== EXERCISE SET ==
**A.** Return the passage of the Spring Batch error post from "I try a spring" to "not be found.", copied word for word.
**B.** In the Spring Batch error post, what type of bean could not be found?

== SELECTION ==
I try a spring batch partitioning database program but I have this message when I try to run the batch:
APPLICATION FAILED TO START
Description: Field job in com.example.partioner.DemoApplication required a bean of type
'org.springframework.batch.core.Job' that could not be found.
The injection point has the following annotations: - #org.springframework.beans.factory.annotation.Autowired(required=true)
Action: Consider defining a bean of type
'org.springframework.batch.core.Job' in your configuration.
This is my main class :
package com.example.partioner;
import java.util.Date;
import org.springframework.batch.core.Job;
import org.springframework.batch.core.JobExecution;
import org.springframework.batch.core.JobParameters;
import org.springframework.batch.core.JobParametersBuilder;
import org.springframework.batch.core.configuration.annotation.EnableBatchProcessing;
import org.springframework.batch.core.launch.JobLauncher;
import org.springframework.beans.factory.annotation.Autowired;
import org.springframework.boot.CommandLineRunner;
import org.springframework.boot.SpringApplication;
import org.springframework.boot.autoconfigure.SpringBootApplication;
#SpringBootApplication
#EnableBatchProcessing
public class DemoApplication implements CommandLineRunner {
#Autowired
private JobLauncher jobLauncher;
#Autowired
private Job job;
public static void main(String[] args) {
SpringApplication.run(DemoApplication.class, args);
}
#Override
public void run(String... args) throws Exception {
System.out.println("STATUS STARTED===================");
JobParameters jobParameters = new JobParametersBuilder()

== LISTING ==
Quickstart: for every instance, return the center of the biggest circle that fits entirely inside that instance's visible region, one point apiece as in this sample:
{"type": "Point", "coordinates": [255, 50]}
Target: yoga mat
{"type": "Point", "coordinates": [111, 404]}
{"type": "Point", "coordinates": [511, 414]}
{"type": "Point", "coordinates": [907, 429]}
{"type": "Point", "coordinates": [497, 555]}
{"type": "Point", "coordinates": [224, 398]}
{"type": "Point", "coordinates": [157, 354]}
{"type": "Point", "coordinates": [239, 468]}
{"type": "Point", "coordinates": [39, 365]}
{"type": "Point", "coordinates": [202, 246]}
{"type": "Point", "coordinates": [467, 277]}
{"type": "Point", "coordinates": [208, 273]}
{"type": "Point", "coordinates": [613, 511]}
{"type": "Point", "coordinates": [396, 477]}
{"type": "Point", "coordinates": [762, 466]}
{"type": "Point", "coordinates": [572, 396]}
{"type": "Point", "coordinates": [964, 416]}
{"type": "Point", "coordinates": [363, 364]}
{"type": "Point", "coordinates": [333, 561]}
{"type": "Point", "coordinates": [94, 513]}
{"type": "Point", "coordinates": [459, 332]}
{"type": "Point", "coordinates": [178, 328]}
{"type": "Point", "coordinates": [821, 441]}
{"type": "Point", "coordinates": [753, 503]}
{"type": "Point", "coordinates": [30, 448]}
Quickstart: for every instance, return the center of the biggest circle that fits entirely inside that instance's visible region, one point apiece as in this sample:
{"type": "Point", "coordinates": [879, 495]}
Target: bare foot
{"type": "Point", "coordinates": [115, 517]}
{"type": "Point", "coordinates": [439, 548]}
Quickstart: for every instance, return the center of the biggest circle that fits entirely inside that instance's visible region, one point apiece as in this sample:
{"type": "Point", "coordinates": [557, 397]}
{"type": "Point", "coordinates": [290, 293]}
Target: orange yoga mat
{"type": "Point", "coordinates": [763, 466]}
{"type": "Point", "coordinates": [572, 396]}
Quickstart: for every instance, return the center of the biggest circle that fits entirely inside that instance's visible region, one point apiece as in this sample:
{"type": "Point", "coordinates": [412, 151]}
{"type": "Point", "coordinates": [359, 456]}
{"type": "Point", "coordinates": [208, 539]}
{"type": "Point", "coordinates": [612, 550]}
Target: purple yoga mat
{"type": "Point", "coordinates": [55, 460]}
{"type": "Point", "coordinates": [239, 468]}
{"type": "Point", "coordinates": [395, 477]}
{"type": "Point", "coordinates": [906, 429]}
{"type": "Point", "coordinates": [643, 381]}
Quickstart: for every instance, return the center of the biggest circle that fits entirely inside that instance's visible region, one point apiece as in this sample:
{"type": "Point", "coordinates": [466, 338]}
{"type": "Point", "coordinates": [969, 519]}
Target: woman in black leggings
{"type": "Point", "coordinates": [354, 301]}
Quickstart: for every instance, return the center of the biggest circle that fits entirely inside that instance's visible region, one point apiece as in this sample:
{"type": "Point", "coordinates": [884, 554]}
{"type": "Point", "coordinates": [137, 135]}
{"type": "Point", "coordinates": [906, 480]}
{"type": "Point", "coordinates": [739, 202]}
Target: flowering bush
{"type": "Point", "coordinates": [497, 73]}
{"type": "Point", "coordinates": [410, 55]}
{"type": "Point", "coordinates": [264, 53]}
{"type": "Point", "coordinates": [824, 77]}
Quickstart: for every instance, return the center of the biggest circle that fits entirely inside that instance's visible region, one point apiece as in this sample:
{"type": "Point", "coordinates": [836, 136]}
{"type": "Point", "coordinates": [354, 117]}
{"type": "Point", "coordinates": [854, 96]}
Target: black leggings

== TASK-BY-TASK RESULTS ==
**A.**
I try a spring batch partitioning database program but I have this message when I try to run the batch:
APPLICATION FAILED TO START
Description: Field job in com.example.partioner.DemoApplication required a bean of type
'org.springframework.batch.core.Job' that could not be found.

**B.** A bean of type 'org.springframework.batch.core.Job'.